## Referring expression pointing data

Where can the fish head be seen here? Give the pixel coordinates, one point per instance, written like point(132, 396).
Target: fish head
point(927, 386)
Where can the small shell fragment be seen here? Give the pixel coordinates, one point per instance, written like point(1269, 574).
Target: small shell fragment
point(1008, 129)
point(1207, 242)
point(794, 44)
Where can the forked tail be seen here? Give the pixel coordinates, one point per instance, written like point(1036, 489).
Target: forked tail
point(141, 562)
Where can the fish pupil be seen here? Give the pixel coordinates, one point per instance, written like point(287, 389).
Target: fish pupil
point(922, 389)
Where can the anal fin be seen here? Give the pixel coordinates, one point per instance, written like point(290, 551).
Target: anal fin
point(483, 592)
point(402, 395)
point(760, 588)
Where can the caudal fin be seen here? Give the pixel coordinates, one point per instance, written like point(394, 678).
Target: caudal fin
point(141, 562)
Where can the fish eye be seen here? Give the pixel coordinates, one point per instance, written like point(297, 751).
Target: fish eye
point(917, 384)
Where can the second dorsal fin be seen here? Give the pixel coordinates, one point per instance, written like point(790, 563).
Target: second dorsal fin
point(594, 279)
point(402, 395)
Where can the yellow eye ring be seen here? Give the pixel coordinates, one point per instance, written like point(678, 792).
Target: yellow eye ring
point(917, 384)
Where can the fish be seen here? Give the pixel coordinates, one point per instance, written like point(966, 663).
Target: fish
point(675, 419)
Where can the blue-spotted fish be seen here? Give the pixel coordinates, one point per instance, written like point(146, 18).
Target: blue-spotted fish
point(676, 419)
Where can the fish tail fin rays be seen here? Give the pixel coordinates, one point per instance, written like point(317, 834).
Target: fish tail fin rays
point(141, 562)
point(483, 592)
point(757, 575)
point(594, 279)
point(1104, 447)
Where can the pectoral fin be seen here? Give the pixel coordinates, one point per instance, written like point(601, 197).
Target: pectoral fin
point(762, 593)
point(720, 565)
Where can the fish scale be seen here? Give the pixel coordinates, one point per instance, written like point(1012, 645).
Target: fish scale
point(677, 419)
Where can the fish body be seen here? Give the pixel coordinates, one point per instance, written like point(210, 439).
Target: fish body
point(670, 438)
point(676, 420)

## What the task asks
Retype the data in full, and keep every line identical to the original.

## Answer below
Where can the fish head be seen here? Give the pixel coordinates, one point per instance, written like point(132, 396).
Target: fish head
point(927, 386)
Where can the small shell fragment be seen here? Give the pixel coordinates, one point per instance, written like point(1269, 574).
Target: small shell fragment
point(1008, 129)
point(1207, 242)
point(794, 44)
Where can the forked tail be seen here? Give the pixel coordinates, one point per instance, written like point(1036, 489).
Target: forked tail
point(141, 562)
Where can the fish pupil be seen here? Give the pixel coordinates, one point per instance, written like point(287, 389).
Target: fish pupil
point(922, 389)
Where can the anal fin be seen here? Give the pixel coordinates, one point per instance, written like point(290, 551).
Target: anal fin
point(483, 592)
point(402, 395)
point(760, 588)
Where can the caudal fin be seen here? Give the pixel coordinates, one point per instance, written like point(394, 678).
Target: caudal fin
point(141, 562)
Where can the fish eye be seen here? Give the pixel coordinates, one point per instance, written like point(297, 751).
Target: fish eye
point(917, 384)
Where can the second dorsal fin be seen here? Give the pixel coordinates, one point per instance, written like point(790, 563).
Target: second dorsal fin
point(594, 279)
point(402, 395)
Where can the yellow eye ring be seen here? Give the pixel coordinates, one point per instance, written like point(678, 792).
Target: yellow eye ring
point(917, 384)
Where can the fish be seen here? Give the pixel coordinates, one point per instance, written like point(966, 663).
Target: fish
point(675, 419)
Where can the blue-spotted fish be seen here? Give the pixel coordinates, one point per instance, written like point(146, 18).
Target: blue-spotted fish
point(676, 419)
Where can the fish tail fin rays be seen here? Give the pixel coordinates, one point per instance, written like point(317, 834).
Target: fish tail fin rays
point(141, 562)
point(483, 592)
point(757, 575)
point(594, 279)
point(1104, 447)
Where can the pectoral fin be seen here? Give the pixel coordinates, one point per instance, written like point(601, 197).
Target: pectoral fin
point(762, 593)
point(720, 565)
Where can the fish scale be seen here? Give the pixel coordinates, one point per instance, written like point(1012, 645).
Target: fish scale
point(677, 419)
Where can the fish body be seen here? Give the pixel coordinates, one point per instance, written like point(210, 439).
Target: fish body
point(670, 438)
point(676, 420)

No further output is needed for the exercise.